■ **What you have to do**
Leave out every picture, and return exactly the lines from the line containing "For every instance of the thatched" through the end of the records below, both inclusive.

■ **Dataset entries**
********
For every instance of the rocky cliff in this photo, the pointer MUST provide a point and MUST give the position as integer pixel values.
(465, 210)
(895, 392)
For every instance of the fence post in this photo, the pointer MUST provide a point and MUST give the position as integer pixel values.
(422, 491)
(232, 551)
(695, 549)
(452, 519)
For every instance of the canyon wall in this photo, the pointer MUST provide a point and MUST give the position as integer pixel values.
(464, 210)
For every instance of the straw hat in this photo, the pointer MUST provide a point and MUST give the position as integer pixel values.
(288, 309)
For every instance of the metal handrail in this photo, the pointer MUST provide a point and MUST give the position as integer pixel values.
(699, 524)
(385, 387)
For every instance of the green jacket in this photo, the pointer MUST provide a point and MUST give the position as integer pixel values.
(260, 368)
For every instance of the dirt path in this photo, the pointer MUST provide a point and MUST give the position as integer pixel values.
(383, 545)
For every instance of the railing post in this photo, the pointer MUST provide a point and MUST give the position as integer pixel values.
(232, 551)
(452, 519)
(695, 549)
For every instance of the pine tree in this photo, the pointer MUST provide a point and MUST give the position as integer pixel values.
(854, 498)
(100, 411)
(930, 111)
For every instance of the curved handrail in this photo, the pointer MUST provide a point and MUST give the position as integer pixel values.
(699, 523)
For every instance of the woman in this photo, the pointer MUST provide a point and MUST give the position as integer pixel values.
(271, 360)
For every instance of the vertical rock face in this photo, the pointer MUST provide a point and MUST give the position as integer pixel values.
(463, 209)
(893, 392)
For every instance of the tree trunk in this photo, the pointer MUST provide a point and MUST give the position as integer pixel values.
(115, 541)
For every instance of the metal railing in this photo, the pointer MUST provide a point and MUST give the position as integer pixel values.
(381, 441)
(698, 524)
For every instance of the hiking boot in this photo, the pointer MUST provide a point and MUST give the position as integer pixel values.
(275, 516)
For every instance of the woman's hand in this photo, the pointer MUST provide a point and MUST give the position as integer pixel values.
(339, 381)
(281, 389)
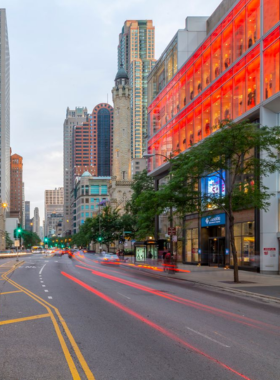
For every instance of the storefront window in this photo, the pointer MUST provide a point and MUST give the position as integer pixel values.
(253, 83)
(239, 35)
(253, 22)
(245, 244)
(216, 57)
(189, 93)
(227, 101)
(239, 94)
(216, 109)
(206, 117)
(189, 128)
(182, 132)
(197, 124)
(270, 14)
(271, 70)
(206, 68)
(192, 245)
(227, 47)
(197, 77)
(182, 90)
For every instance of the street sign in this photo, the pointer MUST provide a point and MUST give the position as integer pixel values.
(171, 231)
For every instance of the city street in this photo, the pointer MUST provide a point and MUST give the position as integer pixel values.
(63, 319)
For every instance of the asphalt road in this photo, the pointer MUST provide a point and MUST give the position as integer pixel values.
(64, 319)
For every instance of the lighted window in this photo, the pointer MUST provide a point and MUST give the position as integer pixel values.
(271, 70)
(253, 22)
(189, 129)
(189, 86)
(182, 91)
(175, 139)
(206, 68)
(253, 83)
(182, 132)
(227, 101)
(239, 94)
(206, 117)
(239, 34)
(197, 77)
(227, 47)
(169, 145)
(216, 57)
(197, 124)
(271, 15)
(216, 109)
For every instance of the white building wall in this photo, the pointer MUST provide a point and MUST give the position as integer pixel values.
(269, 221)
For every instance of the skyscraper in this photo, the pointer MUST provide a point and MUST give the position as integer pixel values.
(136, 51)
(54, 201)
(4, 110)
(16, 186)
(73, 117)
(36, 221)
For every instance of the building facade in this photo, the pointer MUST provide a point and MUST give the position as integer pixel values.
(4, 110)
(16, 168)
(54, 204)
(87, 195)
(73, 118)
(36, 221)
(232, 74)
(136, 52)
(120, 186)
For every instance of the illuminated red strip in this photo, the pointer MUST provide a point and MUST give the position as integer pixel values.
(210, 309)
(152, 324)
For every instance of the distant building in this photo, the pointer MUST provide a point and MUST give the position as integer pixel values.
(16, 186)
(138, 165)
(89, 191)
(5, 110)
(36, 221)
(54, 203)
(28, 222)
(73, 118)
(136, 52)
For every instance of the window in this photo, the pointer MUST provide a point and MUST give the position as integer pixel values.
(94, 189)
(271, 70)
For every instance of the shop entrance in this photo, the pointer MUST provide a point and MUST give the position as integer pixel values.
(216, 254)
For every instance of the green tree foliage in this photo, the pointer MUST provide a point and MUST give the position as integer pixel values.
(30, 239)
(233, 149)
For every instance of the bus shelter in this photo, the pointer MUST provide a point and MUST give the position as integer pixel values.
(146, 251)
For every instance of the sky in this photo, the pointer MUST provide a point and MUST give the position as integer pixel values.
(64, 53)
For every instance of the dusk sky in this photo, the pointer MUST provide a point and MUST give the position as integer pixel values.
(64, 53)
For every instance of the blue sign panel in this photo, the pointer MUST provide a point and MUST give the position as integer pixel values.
(213, 220)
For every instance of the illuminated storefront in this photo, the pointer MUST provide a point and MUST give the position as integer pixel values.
(233, 74)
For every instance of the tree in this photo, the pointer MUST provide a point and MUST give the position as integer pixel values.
(234, 149)
(9, 242)
(30, 238)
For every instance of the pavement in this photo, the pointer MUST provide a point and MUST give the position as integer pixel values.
(250, 283)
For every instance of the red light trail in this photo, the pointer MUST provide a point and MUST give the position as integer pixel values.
(152, 324)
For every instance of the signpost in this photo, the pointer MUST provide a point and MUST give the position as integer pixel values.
(171, 231)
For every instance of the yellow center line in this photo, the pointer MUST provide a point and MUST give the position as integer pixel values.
(64, 347)
(14, 291)
(7, 322)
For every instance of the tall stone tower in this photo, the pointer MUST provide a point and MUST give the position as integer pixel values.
(120, 187)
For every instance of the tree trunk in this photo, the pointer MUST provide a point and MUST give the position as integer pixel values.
(233, 248)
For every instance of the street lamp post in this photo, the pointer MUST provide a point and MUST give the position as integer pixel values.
(168, 159)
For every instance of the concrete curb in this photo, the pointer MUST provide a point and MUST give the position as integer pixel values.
(225, 289)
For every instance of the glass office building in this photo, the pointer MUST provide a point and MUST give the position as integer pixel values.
(232, 74)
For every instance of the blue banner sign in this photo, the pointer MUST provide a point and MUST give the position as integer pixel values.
(213, 220)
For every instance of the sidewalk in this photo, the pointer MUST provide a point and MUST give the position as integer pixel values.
(251, 283)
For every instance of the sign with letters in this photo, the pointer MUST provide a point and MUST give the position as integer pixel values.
(213, 220)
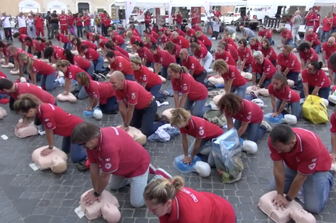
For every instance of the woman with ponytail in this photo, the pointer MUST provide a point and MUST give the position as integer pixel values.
(170, 201)
(194, 94)
(55, 121)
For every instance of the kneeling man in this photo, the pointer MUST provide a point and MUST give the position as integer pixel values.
(300, 161)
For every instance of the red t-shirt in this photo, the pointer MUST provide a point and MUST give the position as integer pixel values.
(233, 73)
(62, 123)
(307, 157)
(101, 91)
(313, 38)
(201, 128)
(201, 53)
(193, 206)
(250, 113)
(193, 65)
(121, 64)
(81, 62)
(113, 154)
(63, 19)
(320, 79)
(266, 68)
(164, 58)
(186, 84)
(26, 88)
(92, 54)
(328, 50)
(182, 42)
(269, 53)
(144, 75)
(227, 57)
(311, 55)
(291, 62)
(145, 53)
(245, 53)
(42, 68)
(286, 94)
(134, 94)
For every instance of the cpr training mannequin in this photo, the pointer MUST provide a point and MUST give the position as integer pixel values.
(107, 207)
(293, 211)
(137, 135)
(56, 160)
(23, 130)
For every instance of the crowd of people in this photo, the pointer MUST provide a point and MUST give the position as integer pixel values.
(136, 73)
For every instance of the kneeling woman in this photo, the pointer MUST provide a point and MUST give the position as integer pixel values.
(315, 81)
(99, 93)
(148, 79)
(55, 120)
(194, 94)
(248, 117)
(202, 130)
(170, 201)
(280, 90)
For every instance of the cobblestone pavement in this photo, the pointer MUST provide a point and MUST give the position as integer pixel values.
(43, 197)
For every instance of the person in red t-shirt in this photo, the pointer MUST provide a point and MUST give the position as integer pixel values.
(280, 90)
(233, 80)
(315, 81)
(244, 55)
(268, 51)
(147, 78)
(262, 70)
(101, 94)
(307, 54)
(202, 130)
(162, 59)
(170, 201)
(248, 117)
(118, 63)
(289, 65)
(300, 161)
(194, 94)
(108, 150)
(55, 121)
(137, 106)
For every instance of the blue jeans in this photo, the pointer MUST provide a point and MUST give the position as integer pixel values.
(110, 107)
(155, 90)
(195, 107)
(48, 82)
(241, 90)
(143, 119)
(90, 70)
(323, 92)
(77, 152)
(316, 188)
(254, 131)
(98, 64)
(296, 108)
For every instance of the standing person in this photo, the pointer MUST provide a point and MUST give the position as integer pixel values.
(21, 19)
(300, 160)
(7, 26)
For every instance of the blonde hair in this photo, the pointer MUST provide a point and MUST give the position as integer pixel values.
(30, 61)
(161, 190)
(177, 68)
(62, 63)
(179, 116)
(83, 78)
(220, 65)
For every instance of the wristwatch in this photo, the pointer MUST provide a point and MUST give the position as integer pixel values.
(288, 198)
(96, 194)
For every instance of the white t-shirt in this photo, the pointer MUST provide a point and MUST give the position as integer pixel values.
(5, 22)
(22, 21)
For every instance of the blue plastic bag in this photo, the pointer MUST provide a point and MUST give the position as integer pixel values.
(185, 168)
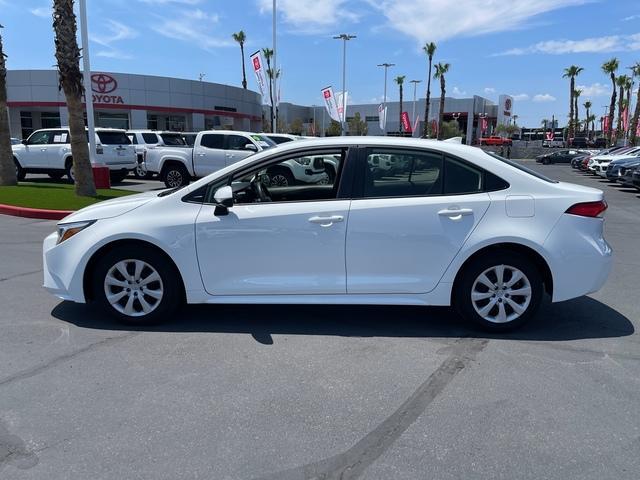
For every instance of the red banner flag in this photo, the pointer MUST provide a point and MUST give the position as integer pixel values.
(406, 123)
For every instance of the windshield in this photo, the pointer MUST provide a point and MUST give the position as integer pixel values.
(263, 141)
(522, 168)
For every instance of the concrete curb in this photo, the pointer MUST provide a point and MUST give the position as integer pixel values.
(34, 212)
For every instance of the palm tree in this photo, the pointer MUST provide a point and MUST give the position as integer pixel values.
(240, 37)
(400, 81)
(621, 82)
(610, 68)
(441, 70)
(571, 73)
(268, 53)
(7, 168)
(70, 78)
(576, 95)
(587, 107)
(636, 114)
(430, 50)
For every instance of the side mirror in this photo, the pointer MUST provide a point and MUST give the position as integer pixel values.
(224, 196)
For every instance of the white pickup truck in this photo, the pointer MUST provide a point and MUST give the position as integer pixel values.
(211, 151)
(49, 151)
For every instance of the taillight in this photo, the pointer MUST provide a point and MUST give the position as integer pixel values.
(588, 209)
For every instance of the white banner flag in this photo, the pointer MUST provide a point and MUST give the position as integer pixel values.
(256, 62)
(339, 98)
(382, 116)
(330, 103)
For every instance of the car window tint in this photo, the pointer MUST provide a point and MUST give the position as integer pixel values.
(39, 138)
(113, 138)
(237, 142)
(398, 173)
(150, 138)
(303, 177)
(212, 140)
(460, 177)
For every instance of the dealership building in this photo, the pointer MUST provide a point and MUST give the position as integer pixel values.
(131, 101)
(124, 100)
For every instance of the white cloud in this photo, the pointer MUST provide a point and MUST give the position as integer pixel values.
(611, 43)
(433, 20)
(544, 97)
(189, 26)
(456, 92)
(311, 16)
(595, 90)
(42, 12)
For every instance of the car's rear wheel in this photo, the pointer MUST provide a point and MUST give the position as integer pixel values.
(175, 176)
(137, 285)
(499, 291)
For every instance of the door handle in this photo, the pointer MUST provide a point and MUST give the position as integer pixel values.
(455, 212)
(327, 221)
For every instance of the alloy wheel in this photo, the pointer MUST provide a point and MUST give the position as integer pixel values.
(501, 294)
(133, 287)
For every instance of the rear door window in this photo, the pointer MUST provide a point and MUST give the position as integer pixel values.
(113, 138)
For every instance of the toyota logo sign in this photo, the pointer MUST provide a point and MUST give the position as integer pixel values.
(103, 83)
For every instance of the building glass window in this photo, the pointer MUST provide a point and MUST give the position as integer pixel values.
(113, 120)
(50, 119)
(26, 124)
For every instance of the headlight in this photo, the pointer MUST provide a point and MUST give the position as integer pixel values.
(68, 230)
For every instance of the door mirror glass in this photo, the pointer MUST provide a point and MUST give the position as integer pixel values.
(224, 196)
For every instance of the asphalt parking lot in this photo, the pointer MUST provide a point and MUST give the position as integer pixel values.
(294, 392)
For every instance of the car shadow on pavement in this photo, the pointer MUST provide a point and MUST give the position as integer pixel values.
(581, 318)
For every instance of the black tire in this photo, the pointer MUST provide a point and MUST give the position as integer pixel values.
(20, 172)
(464, 287)
(171, 286)
(118, 176)
(280, 177)
(175, 175)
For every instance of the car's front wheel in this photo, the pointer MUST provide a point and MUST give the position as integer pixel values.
(137, 285)
(499, 291)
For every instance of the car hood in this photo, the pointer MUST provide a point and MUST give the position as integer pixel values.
(110, 208)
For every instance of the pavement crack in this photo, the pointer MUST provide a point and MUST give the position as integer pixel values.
(17, 275)
(33, 371)
(352, 463)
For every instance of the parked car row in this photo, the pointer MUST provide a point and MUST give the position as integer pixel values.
(617, 164)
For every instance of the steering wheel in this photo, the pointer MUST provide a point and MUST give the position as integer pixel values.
(260, 190)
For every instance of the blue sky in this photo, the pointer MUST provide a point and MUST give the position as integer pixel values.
(518, 47)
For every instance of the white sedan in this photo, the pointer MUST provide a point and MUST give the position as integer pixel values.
(452, 225)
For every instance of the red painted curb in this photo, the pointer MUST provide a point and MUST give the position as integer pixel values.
(34, 212)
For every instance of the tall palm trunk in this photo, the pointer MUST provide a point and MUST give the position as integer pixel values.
(572, 84)
(425, 134)
(441, 119)
(244, 72)
(7, 168)
(620, 126)
(70, 78)
(634, 121)
(400, 117)
(612, 107)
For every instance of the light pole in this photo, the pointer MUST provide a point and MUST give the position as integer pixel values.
(384, 98)
(413, 114)
(344, 37)
(86, 76)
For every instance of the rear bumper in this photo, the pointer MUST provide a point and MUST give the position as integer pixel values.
(580, 257)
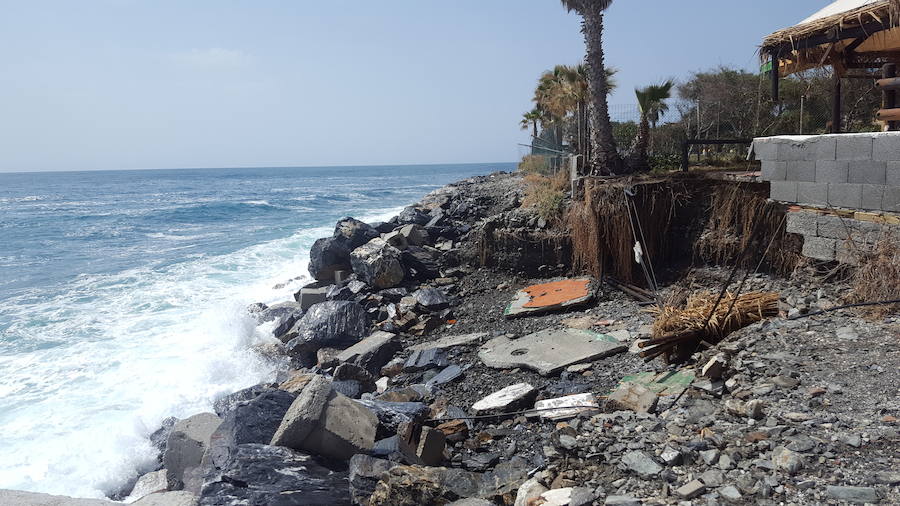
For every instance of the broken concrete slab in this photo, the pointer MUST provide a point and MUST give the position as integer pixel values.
(635, 397)
(560, 407)
(553, 296)
(449, 341)
(549, 351)
(505, 400)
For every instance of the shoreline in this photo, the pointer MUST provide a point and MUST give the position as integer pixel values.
(406, 359)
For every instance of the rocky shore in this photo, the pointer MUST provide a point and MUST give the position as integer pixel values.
(416, 379)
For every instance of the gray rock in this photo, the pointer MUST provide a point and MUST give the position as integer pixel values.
(365, 471)
(331, 324)
(853, 494)
(378, 264)
(186, 444)
(273, 476)
(422, 360)
(431, 299)
(324, 422)
(641, 463)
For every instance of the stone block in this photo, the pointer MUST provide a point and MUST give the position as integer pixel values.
(815, 194)
(774, 170)
(820, 248)
(765, 148)
(853, 147)
(801, 222)
(783, 191)
(872, 196)
(886, 147)
(892, 176)
(891, 200)
(832, 171)
(845, 195)
(801, 171)
(868, 172)
(824, 147)
(833, 227)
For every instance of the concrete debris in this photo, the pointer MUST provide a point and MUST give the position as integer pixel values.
(548, 351)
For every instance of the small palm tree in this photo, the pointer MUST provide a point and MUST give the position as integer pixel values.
(652, 102)
(530, 119)
(604, 156)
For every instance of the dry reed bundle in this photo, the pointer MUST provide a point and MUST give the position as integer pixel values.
(680, 330)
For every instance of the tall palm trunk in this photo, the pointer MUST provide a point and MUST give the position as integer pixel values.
(605, 157)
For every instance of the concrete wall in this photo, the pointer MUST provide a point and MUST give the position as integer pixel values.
(858, 172)
(851, 171)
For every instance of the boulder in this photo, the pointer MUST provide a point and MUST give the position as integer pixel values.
(378, 264)
(354, 233)
(420, 263)
(187, 442)
(332, 324)
(256, 420)
(327, 256)
(431, 299)
(373, 352)
(365, 471)
(149, 483)
(412, 215)
(326, 423)
(415, 235)
(258, 474)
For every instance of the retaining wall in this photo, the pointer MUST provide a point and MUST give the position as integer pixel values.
(832, 178)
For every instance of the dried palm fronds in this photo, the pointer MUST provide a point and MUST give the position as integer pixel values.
(681, 330)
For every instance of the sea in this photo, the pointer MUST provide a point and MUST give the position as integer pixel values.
(123, 299)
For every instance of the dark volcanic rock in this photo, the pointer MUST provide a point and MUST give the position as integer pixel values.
(354, 233)
(327, 255)
(332, 324)
(273, 476)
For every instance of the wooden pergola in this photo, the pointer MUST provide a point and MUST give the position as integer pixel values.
(853, 37)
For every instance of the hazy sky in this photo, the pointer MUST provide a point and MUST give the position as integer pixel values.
(110, 84)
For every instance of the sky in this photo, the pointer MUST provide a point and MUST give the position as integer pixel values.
(129, 84)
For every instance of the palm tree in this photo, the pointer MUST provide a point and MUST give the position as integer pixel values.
(530, 119)
(652, 102)
(604, 156)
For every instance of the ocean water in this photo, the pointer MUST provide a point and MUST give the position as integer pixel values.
(123, 296)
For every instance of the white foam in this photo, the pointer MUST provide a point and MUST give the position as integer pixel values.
(113, 355)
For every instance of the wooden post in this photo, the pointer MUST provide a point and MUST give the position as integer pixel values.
(889, 71)
(836, 105)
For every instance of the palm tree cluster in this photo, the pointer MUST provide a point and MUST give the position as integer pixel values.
(561, 106)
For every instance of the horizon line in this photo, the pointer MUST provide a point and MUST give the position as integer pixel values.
(250, 167)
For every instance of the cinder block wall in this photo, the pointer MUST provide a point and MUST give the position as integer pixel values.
(857, 172)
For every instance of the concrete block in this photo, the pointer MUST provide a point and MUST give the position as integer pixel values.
(872, 195)
(886, 147)
(825, 148)
(820, 248)
(784, 191)
(774, 170)
(853, 147)
(801, 171)
(765, 148)
(832, 171)
(891, 200)
(802, 222)
(845, 195)
(892, 175)
(815, 194)
(868, 172)
(834, 227)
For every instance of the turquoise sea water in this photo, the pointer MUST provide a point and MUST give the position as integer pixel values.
(122, 297)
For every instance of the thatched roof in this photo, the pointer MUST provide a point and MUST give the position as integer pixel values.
(845, 34)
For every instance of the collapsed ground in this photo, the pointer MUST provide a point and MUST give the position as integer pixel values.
(800, 411)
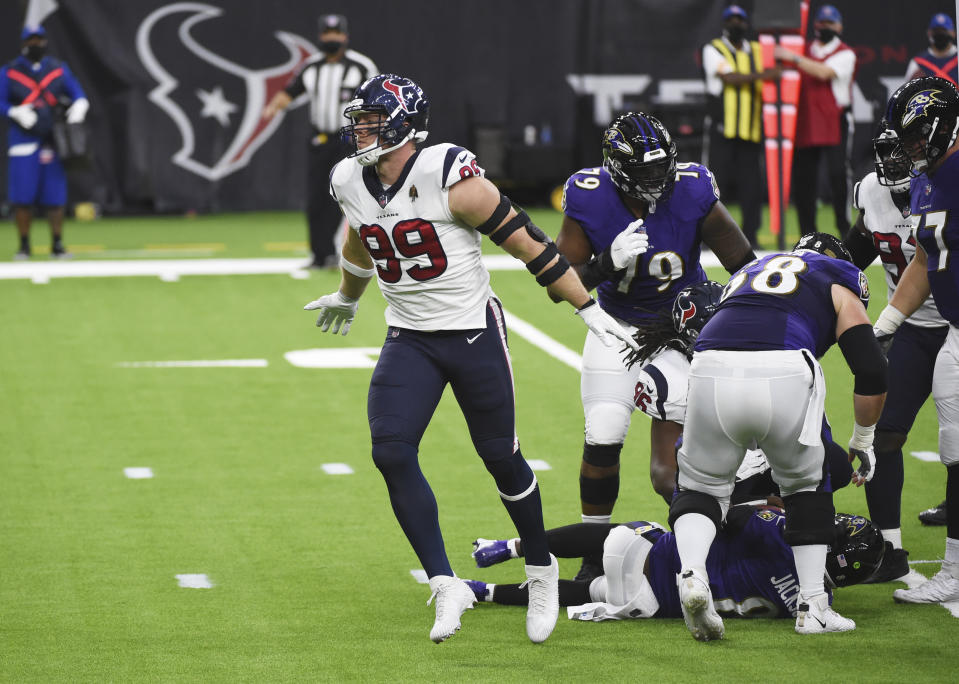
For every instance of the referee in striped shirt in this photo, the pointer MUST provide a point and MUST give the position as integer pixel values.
(328, 79)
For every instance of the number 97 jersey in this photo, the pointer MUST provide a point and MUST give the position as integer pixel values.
(649, 284)
(429, 265)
********
■ **Solution to the exercise**
For every instance of the thatched roof in this photo, the pointer MUST provide a point and MUST give the position as integer pixel values.
(845, 34)
For every instance of the collapsed ground in this photo, the pointer MUST provide a point and MUST give the position as integer pixel values.
(800, 411)
For every instance of the referee in striped shirt in this photo, the pointer MUST provide a point and MUST give the position as integer pixel values.
(328, 79)
For every instance of the number 97 jersey in this photo, the pointer MUST provide a point and MUST give the position as integer pixel values.
(649, 284)
(429, 265)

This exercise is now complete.